**** INPUT RECORDS ****

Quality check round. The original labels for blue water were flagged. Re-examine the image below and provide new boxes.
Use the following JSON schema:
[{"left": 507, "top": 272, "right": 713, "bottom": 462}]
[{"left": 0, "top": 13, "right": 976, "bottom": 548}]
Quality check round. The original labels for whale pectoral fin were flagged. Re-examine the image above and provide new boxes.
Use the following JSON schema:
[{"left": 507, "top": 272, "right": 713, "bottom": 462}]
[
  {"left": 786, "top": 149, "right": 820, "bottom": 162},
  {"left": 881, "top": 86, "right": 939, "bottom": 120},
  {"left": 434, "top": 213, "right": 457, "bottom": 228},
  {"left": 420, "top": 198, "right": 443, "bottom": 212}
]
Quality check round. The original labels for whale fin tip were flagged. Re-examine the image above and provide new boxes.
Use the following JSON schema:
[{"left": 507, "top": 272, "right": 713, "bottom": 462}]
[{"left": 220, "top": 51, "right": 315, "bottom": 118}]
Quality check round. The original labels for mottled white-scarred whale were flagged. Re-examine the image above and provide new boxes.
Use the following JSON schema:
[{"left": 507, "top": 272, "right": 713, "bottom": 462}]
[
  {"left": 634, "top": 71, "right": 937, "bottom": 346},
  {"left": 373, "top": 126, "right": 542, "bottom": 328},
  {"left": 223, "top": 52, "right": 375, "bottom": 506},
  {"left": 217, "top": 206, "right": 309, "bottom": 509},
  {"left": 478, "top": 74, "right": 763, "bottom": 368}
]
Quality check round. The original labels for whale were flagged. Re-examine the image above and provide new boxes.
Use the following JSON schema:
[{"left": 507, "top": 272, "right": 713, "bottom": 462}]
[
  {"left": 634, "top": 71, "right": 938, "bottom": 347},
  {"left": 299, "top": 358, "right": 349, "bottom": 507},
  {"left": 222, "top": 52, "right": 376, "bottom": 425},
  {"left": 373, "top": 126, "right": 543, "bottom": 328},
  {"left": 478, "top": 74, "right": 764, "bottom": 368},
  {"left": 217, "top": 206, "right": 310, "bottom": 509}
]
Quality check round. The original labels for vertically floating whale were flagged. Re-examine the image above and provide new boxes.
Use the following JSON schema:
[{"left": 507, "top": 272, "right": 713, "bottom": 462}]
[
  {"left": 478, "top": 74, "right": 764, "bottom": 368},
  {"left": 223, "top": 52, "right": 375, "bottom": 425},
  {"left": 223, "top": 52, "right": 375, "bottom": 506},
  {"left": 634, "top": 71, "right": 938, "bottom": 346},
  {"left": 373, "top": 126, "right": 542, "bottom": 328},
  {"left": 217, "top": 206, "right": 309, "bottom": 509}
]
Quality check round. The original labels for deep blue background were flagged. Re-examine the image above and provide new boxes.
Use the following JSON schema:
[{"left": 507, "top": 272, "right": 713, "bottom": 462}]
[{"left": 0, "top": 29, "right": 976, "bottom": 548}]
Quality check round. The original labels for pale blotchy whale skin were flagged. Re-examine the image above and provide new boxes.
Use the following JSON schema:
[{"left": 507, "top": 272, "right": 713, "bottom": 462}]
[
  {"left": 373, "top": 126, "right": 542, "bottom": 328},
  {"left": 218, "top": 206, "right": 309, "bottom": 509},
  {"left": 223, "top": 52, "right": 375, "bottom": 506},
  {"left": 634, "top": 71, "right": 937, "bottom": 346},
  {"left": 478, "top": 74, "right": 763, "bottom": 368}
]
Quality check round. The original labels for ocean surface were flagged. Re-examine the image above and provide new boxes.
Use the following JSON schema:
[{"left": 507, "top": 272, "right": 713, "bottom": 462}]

****

STATED GOAL: Filter the listing above down to the lines that contain the string "check", matching case exactly, and copy each of those lines.

RESULT FOR THIS TASK:
Quality check round. The original labels for blue water were flagged. Re-examine the image below and provide new boxes.
Quality check round. The original labels for whale pectoral fin were flagged. Re-examine the image above and provide new boxes.
Quality check round. The original labels for whale fin tip were flagged. Re-examine the image above and provide new boxes.
Quality check round. The original labels for mottled white-scarred whale were flagged. Re-examine the image above and provide new boxes.
Quality check round. The original labels for whale were flagged. Re-examine the image above and provide new boxes.
Quality check round. The original labels for vertically floating whale were flagged. Re-examine the image above and provide new boxes.
Quality check round. The original labels for deep blue background were flagged. Re-examine the image above and provide new boxes.
Quality check round. The original labels for pale blotchy whale skin were flagged. Re-examine the image above and provide new boxes.
Quality check round. The original labels for ocean surface were flagged. Re-examine the image above and provide new boxes.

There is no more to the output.